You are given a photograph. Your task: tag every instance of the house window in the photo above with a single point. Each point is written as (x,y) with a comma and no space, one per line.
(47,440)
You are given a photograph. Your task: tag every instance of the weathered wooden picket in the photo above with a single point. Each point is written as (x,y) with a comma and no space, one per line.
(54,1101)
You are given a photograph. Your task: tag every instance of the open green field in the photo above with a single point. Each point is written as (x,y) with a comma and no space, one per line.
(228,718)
--
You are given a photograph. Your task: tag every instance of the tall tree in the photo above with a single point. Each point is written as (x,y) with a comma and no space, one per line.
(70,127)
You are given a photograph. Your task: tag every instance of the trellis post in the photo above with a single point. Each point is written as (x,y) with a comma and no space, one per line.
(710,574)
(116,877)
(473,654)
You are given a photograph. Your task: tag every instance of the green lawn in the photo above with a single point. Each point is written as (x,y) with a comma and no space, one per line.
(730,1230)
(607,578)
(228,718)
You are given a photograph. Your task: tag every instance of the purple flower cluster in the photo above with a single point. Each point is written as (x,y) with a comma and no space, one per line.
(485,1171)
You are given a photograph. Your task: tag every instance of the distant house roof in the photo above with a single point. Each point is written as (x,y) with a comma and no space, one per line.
==
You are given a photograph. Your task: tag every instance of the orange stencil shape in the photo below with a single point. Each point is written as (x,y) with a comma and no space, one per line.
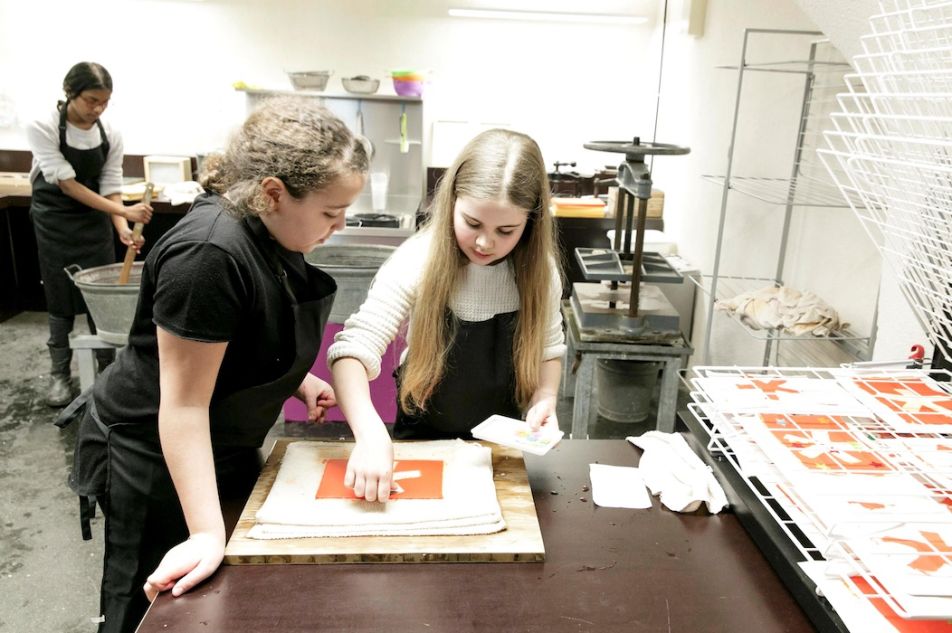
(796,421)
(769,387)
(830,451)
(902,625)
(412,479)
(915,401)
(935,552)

Task details: Reproduce only the lines above, starting at the line with "of the green" and ending at the line with "of the distant", exactly as written.

Your solution:
You are given a photograph. Your task: tag every instance of the green lawn in the photo above with a single point. Each point is written as (x,y) with a comma and no space, one per line.
(730,1230)
(607,578)
(228,718)
You are given a photograph. Your task: tag every instance of the purple flower cluster in the photo above with a single point. Each point is written as (x,y) with a comma and no space, one per line.
(485,1171)
You are given a photograph. Your task: tag every instance of the distant house roof in the photo above with a single point. Each point is written as (x,y) with a comma and no space, one per line.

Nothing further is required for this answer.